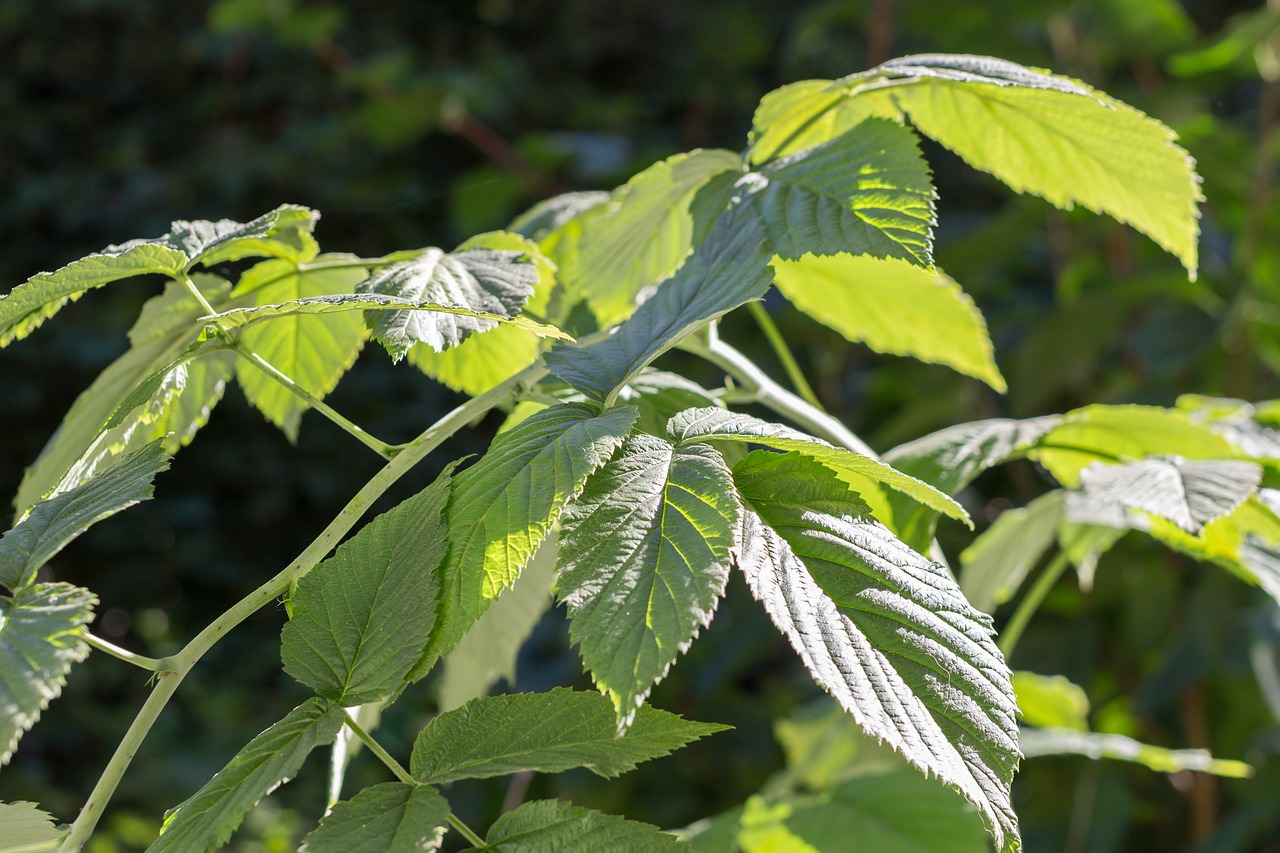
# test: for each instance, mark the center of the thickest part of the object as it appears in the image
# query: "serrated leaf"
(28, 829)
(641, 236)
(361, 619)
(643, 561)
(707, 424)
(208, 819)
(165, 327)
(55, 521)
(489, 648)
(503, 506)
(864, 192)
(484, 360)
(553, 826)
(41, 637)
(1188, 493)
(882, 629)
(1092, 744)
(997, 561)
(494, 283)
(392, 817)
(547, 733)
(892, 306)
(727, 270)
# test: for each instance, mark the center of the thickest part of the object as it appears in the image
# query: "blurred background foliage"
(420, 123)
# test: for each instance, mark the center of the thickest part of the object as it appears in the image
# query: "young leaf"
(727, 270)
(362, 617)
(643, 561)
(695, 425)
(55, 521)
(641, 237)
(490, 282)
(502, 506)
(883, 630)
(553, 826)
(41, 629)
(1191, 495)
(864, 192)
(488, 651)
(314, 352)
(28, 829)
(208, 819)
(892, 306)
(391, 817)
(547, 733)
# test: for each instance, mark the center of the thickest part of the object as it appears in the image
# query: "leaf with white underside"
(892, 306)
(28, 829)
(503, 506)
(864, 192)
(391, 817)
(707, 424)
(545, 733)
(362, 617)
(314, 351)
(488, 651)
(554, 826)
(55, 521)
(41, 637)
(727, 270)
(208, 819)
(641, 235)
(644, 556)
(1188, 493)
(485, 283)
(882, 629)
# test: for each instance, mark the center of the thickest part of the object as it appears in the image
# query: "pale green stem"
(1031, 602)
(123, 653)
(176, 667)
(784, 352)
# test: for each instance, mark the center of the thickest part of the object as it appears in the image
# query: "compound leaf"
(208, 819)
(882, 629)
(547, 733)
(41, 637)
(362, 617)
(392, 817)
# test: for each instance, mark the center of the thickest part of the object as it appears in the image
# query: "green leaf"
(641, 236)
(1188, 493)
(503, 506)
(208, 819)
(1065, 742)
(184, 395)
(26, 306)
(695, 425)
(997, 561)
(864, 192)
(553, 826)
(41, 637)
(494, 283)
(892, 306)
(727, 270)
(488, 651)
(54, 523)
(28, 829)
(392, 817)
(882, 629)
(1051, 701)
(362, 617)
(484, 360)
(643, 561)
(547, 733)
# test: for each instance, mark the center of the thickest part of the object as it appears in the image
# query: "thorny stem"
(174, 669)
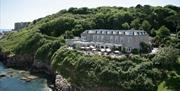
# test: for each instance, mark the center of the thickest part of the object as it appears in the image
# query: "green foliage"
(135, 23)
(44, 39)
(135, 73)
(166, 57)
(30, 44)
(135, 51)
(46, 51)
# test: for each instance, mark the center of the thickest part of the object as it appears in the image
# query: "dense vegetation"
(44, 39)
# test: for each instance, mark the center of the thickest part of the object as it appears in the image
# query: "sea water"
(13, 82)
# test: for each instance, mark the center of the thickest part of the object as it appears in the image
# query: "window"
(109, 32)
(98, 32)
(120, 32)
(114, 32)
(103, 32)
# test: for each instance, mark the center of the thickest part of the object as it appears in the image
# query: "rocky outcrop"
(40, 66)
(62, 84)
(3, 57)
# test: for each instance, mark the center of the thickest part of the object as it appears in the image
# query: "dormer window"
(114, 32)
(109, 32)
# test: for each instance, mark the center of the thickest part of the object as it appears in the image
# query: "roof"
(120, 32)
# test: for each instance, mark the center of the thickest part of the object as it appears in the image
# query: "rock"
(28, 78)
(62, 84)
(2, 75)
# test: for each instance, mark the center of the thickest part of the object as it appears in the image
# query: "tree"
(146, 26)
(175, 19)
(153, 32)
(125, 25)
(163, 32)
(135, 23)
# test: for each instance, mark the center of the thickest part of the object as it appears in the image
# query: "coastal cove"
(14, 80)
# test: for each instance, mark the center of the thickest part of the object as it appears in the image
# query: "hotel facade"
(103, 39)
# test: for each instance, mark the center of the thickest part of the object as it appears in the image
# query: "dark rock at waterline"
(2, 75)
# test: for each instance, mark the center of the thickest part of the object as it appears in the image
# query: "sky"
(12, 11)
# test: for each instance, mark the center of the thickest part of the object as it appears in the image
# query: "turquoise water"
(13, 82)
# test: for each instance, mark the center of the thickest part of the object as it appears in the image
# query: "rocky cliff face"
(20, 61)
(62, 84)
(39, 66)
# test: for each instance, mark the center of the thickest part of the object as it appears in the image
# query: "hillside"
(43, 41)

----

▶ [PROBLEM DESCRIPTION] Give back the material exactly as written, images excluded.

▶ [WRITTEN RESPONSE]
# test: for each instance, mark the center of the thickest part of the object as it appears in the image
# query: "serrated leaf"
(28, 829)
(641, 236)
(361, 619)
(643, 561)
(707, 424)
(208, 819)
(165, 327)
(55, 521)
(489, 648)
(503, 506)
(864, 192)
(484, 360)
(553, 826)
(41, 637)
(1188, 493)
(882, 629)
(1092, 744)
(997, 561)
(494, 283)
(392, 817)
(547, 733)
(892, 306)
(727, 270)
# test: for each instance, mark the center of the thickest part of the object as it appears in the image
# query: "blurred background foliage"
(420, 123)
# test: for each instance, mark the center of the thickest part of the object as it appears in the image
# query: "young leaf"
(727, 270)
(362, 617)
(643, 561)
(695, 425)
(55, 521)
(641, 237)
(490, 282)
(502, 506)
(883, 630)
(553, 826)
(41, 629)
(1191, 495)
(864, 192)
(488, 651)
(314, 352)
(28, 829)
(208, 819)
(892, 306)
(391, 817)
(547, 733)
# test: for each instance, mark the center of the thickest part of the object as it appears in the image
# query: "leaf with white underside"
(892, 306)
(28, 829)
(503, 506)
(864, 192)
(391, 817)
(707, 424)
(545, 733)
(362, 617)
(314, 351)
(488, 651)
(554, 826)
(55, 521)
(41, 637)
(727, 270)
(208, 819)
(641, 235)
(644, 556)
(1188, 493)
(485, 283)
(882, 629)
# test: for each instance, mark the center of the thickest part of the object as it appears in the image
# query: "pale green stem"
(1031, 602)
(123, 653)
(176, 667)
(784, 352)
# test: for each instance, mark the center of the thickest part of the object as it appears in the image
# query: "compound leaf"
(208, 819)
(882, 629)
(547, 733)
(41, 637)
(362, 617)
(392, 817)
# test: for each instance, mark the center of the thickest part of the object as it appears in the image
# query: "green leaf"
(641, 236)
(1188, 493)
(503, 506)
(208, 819)
(1065, 742)
(184, 395)
(26, 306)
(695, 425)
(997, 561)
(864, 192)
(553, 826)
(41, 637)
(494, 283)
(892, 306)
(727, 270)
(488, 651)
(54, 523)
(28, 829)
(392, 817)
(882, 629)
(1051, 701)
(362, 617)
(484, 360)
(643, 561)
(547, 733)
# test: for each instance, mark the center of the thickest part of the object as it appears in the image
# query: "thorny stem"
(174, 669)
# test: for each instance, mark the center of the thickest part of the object as it appears in the image
# query: "green foliage"
(135, 23)
(44, 39)
(135, 73)
(166, 57)
(30, 44)
(135, 51)
(46, 51)
# test: for each instance, mark the center of the thickest part of the object as it appears in the image
# query: "dense vegetation"
(44, 39)
# test: for each instance, mark the center of the thickest part of the object as it appears in the image
# query: "sea water"
(13, 82)
# test: for each instance, mark the center of the thickest part of the object as it appears in the image
# query: "window"
(109, 32)
(98, 32)
(120, 32)
(114, 32)
(103, 32)
# test: for each instance, mark the center of the thickest part of the object as it appears in the image
# query: "rocky outcrop"
(40, 66)
(62, 84)
(3, 57)
# test: for each instance, mark the center of the thickest part of the object as it appears in the image
# query: "dormer window"
(114, 32)
(109, 32)
# test: for each instance, mark the center of the thickest part of the object as it appears in the image
# query: "roof"
(120, 32)
# test: for each instance, mark the center of the thickest part of the object as it appears in the image
# query: "rock"
(28, 78)
(62, 84)
(2, 75)
# test: for each instance, mark the center of the thickest part of the object as it appears in the image
# query: "tree"
(146, 26)
(175, 19)
(153, 32)
(125, 25)
(163, 32)
(135, 23)
# test: for each instance, mark the center of the thickest part of the object as it appears in the image
# query: "coastal cove"
(14, 80)
# test: for each instance, mark the center of the thickest part of the object as it appears in the image
# query: "hotel facade"
(103, 39)
# test: for each instance, mark the center of the thickest part of the object as it appears in the image
# query: "dark rock at waterline"
(2, 75)
# test: for each instance, mark the center of the thickest part of the object as it appears in the image
# query: "sky"
(12, 11)
# test: for each instance, mark the center of the thickest part of the object as it appears in the image
# query: "turquoise water"
(13, 82)
# test: for each instance, mark the center of the thickest part of the object as it appears in the image
# query: "rocky cliff face"
(20, 61)
(62, 84)
(39, 66)
# test: for each instance, mark the center of the thickest part of the object as it appears in the image
# query: "hillside"
(43, 41)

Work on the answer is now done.